Bethenny Frankel’s fish allergy is, ahem, fishy. In the latest incident, she caused a commercial airline to abort and return to the airport after learning that fish was on the in-flight menu.
Laws regarding passengers who cause emergency landings are sketchy, but if the reason is unfounded there can be repercussions. They include criminal charges and forcing the passenger to pay for the disruption, including the cost of fuel.
Most passenger-instigated emergency landings are caused by drunkenness, unruly or threatening behavior, or psychotic episodes.
A medical emergency would be a legitimate reason, but making a false medical claim would seem to be another matter.
A diverted flight can cost an airline anywhere from $50,000 to $200,000, according to reports.
The “Real Housewives of New York” star revealed only last month that she suffers from a rare fish allergy that can cause her to go into anaphylactic shock.
She reportedly became “unconscious for 15 minutes” after eating soup in a December incident. She was carrying an epinephrine epipen injector with her when she suffered what she called a “near-fatal” reaction.
The problem is, why haven’t we heard about this before?
It’s always hard to tell if the latest drama involving a reality television personality is real, or ginned up to promote the show.
Frankel has been in the public spotlight for more than 10 years and never once mentioned a fish allergy.
In fact, she has widely promoted dishes that include fish. Most notably she endorsed a dish by famed restaurateur Bobby Flay that included salmon as the entree.
What’s more, she has been photographed boating with her daughter in a small dinghy in the Hamptons, paddle boarding on the ocean and who can forget the “boatride from hell” that was featured on the Real Housewive’s show. (See below)
In each case, the smell of fish would have been overwhelming. it just can’t get any fishier when your in a tiny boat or swimming in the ocean.
Yet, she now claims the mere smell of fish can cause a reaction.
On New Year’s day, Frankel was on her flight when she spotted bass being served to passengers.
She claims she “protested” when the captain announced he was turning the plane around because of her complaint.
“Called airline mult x to say I have fish allergy. Got on & they’re serving bass. They couldn’t not serve it they said. Then they were turning around which I protested bc it would delay people. Cabin asked to not serve it & pilot made announcement to plane. That was fun. #epilife,” she wrote about the incident on Twitter.
Bethenny’s critics questioned the severity of her allergy, but she insisted an attack can be triggered “by touch and air” and is “fatal.”

Data section:
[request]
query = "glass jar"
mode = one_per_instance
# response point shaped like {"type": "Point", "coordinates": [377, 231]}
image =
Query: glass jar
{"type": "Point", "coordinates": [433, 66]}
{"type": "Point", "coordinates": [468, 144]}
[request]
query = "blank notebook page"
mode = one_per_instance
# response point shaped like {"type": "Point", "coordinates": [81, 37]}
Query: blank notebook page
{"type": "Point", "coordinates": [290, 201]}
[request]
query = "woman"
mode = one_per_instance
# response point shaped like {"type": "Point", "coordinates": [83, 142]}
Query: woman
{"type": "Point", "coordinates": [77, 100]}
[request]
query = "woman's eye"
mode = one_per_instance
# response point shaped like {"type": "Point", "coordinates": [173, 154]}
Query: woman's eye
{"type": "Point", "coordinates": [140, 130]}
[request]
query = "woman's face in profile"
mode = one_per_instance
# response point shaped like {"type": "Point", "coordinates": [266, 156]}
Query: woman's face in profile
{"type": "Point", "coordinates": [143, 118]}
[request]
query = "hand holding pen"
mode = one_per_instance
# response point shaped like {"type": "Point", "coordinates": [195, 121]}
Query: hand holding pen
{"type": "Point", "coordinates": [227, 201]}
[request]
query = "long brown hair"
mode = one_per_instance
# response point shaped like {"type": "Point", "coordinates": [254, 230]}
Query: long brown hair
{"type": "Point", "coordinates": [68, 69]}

==

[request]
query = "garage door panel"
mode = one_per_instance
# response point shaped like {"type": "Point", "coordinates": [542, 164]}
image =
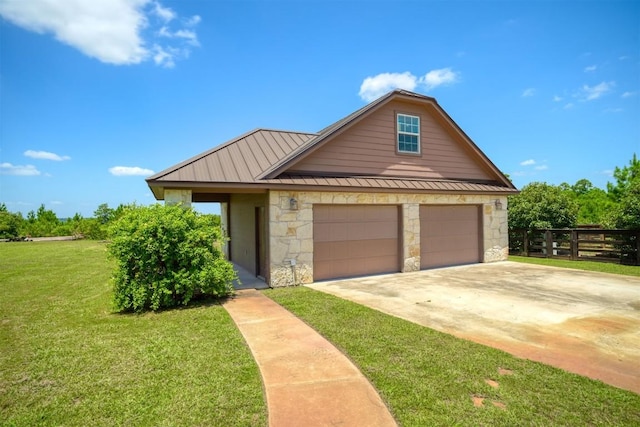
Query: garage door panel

...

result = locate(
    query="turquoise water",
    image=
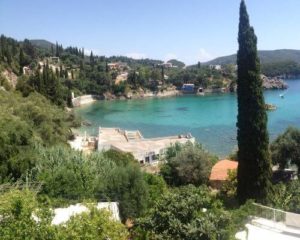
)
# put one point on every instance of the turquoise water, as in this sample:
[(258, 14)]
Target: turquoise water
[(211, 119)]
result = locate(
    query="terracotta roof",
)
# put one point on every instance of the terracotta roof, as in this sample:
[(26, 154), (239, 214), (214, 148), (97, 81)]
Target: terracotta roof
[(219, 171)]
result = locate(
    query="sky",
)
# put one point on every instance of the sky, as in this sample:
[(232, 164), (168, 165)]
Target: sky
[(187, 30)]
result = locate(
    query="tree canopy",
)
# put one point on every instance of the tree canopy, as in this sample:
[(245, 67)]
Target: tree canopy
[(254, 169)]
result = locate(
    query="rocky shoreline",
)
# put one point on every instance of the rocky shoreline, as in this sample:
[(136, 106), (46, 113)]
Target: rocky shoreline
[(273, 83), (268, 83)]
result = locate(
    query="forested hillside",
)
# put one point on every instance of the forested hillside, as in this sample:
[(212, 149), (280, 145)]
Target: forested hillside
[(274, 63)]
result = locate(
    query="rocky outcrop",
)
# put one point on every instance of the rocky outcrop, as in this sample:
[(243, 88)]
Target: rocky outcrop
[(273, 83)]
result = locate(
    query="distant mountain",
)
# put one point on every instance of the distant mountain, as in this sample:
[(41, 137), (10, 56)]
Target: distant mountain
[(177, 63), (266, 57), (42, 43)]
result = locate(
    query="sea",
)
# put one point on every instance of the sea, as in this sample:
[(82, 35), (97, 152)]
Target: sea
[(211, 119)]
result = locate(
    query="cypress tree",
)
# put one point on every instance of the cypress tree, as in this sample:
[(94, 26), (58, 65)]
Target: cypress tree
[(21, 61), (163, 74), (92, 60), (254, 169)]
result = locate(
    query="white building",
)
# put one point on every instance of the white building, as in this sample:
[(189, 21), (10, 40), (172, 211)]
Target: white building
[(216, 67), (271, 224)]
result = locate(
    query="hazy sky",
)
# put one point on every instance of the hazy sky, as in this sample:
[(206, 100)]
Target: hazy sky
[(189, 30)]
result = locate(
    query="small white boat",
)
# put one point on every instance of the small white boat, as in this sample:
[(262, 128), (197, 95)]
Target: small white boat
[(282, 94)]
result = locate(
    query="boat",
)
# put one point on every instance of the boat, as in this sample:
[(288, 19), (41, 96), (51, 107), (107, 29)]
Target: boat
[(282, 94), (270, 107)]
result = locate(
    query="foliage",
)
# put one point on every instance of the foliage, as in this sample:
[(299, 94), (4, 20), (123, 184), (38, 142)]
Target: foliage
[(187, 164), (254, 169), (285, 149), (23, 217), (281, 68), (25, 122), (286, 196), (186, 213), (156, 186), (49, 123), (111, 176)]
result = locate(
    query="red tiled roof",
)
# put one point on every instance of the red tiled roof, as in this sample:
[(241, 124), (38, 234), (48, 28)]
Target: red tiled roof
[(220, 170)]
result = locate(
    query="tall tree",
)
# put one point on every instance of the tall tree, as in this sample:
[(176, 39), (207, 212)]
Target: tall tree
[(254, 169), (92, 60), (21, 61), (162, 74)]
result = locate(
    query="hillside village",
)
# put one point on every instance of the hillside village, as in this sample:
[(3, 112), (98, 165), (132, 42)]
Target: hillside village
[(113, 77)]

Apply what you read:
1 > In the article about Bethenny Frankel's fish allergy, which times on or in the water does it say she was photographed or shown on the show? List each one.
2 > Write what comes next in the article about Bethenny Frankel's fish allergy, picking up after its last sentence.

Expected results:
1 >
- Boating with her daughter in a small dinghy in the Hamptons
- Paddle boarding on the ocean
- The "boatride from hell" featured on the Real Housewives show

2 >
The 48-year-old author then retweeted a link to an article about a young boy, whose parents claimed he died on New Year’s Day a year ago from smelling fish.
According to experts, fish allergies are rare and “anaphylaxis,” a potentially life-threatening reaction that impairs breathing and can cause the body to go into shock is even rarer.
More likely a sufferer will develop a skin rash, nausea, stomach cramps, indigestion, vomiting and/or diarrhea, stuffy or runny nose, headaches and asthma, according to the College of Allergy, Asthma and Immunology.
Shellfish allergies are far more common because they contain toxins. Shrimp, lobster and crab cause the greatest number of allergic reactions. Scallops, oysters, clams and mussels producer fewer reactions.
An allergy to fish, such as tuna, halibut or salmon does not mean that you are also allergic to shellfish, according to the group.
Frankel claims “being trapped in a cabin (with) no windows (while) cooking fish is a death trap.”
“The airlines and world needs to change. I was always self conscious about it & today didn’t help. This airline knows who they are. And this policy will change if it is all I focus on. I almost screwed everyone’s night up too, which the pilot delightfully announced.”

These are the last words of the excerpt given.